> _What the task requires_: Pull out every line of the rows below that contains the string "each". Case counts.
--- Begin Extracted entries ---
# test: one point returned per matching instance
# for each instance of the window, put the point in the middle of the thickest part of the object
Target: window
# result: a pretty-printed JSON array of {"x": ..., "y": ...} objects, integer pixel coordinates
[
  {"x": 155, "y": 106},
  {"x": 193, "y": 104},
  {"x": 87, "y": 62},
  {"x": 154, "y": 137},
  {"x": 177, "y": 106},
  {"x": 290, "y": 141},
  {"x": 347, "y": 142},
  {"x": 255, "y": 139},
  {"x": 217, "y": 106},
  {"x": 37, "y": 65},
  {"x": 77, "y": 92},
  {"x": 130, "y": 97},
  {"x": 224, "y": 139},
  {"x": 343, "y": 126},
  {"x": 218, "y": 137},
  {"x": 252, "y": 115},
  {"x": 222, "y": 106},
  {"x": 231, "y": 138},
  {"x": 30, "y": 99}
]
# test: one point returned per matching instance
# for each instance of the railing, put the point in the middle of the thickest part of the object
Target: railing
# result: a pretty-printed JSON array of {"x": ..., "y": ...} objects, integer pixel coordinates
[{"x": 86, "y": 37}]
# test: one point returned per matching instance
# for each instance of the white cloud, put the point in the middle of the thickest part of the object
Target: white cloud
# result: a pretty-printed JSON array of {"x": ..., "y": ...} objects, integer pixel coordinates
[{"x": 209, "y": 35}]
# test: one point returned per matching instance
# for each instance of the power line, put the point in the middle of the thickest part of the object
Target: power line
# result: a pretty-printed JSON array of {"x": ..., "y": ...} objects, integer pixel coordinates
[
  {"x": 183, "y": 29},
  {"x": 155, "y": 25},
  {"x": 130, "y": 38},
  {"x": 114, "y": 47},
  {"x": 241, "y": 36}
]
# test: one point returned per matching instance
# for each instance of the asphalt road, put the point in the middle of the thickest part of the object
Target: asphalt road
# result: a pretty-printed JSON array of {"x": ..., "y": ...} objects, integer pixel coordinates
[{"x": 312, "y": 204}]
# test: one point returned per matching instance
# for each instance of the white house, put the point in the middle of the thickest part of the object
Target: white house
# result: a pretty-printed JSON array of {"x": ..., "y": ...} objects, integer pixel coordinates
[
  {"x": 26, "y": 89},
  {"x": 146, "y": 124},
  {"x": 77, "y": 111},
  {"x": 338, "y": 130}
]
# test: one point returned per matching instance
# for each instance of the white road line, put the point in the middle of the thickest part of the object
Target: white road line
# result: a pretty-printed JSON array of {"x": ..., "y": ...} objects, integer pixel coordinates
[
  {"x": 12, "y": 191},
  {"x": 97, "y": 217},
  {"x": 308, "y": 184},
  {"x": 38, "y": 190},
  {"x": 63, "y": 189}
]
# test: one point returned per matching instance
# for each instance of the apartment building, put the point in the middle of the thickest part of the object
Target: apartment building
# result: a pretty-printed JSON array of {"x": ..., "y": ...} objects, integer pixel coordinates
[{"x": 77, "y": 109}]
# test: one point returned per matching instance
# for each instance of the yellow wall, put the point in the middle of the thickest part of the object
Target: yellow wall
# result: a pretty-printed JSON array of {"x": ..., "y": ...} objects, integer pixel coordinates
--- End Extracted entries ---
> _The output_:
# for each instance of the window, put the point in the middle of the thickest part of the object
# for each instance of the railing, put the point in the middle of the thickest part of the object
# for each instance of the white cloud, put the point in the middle of the thickest part of the object
# for each instance of the power line, put the point in the middle of the thickest part of the object
# for each instance of the asphalt road, put the point in the middle of the thickest part of the object
# for each instance of the white house, put the point in the middle of the thickest part of the object
# for each instance of the white road line, put the point in the middle of the thickest part of the object
# for each instance of the apartment building, put the point in the middle of the thickest part of the object
# for each instance of the yellow wall, put the point in the middle of the thickest part of the object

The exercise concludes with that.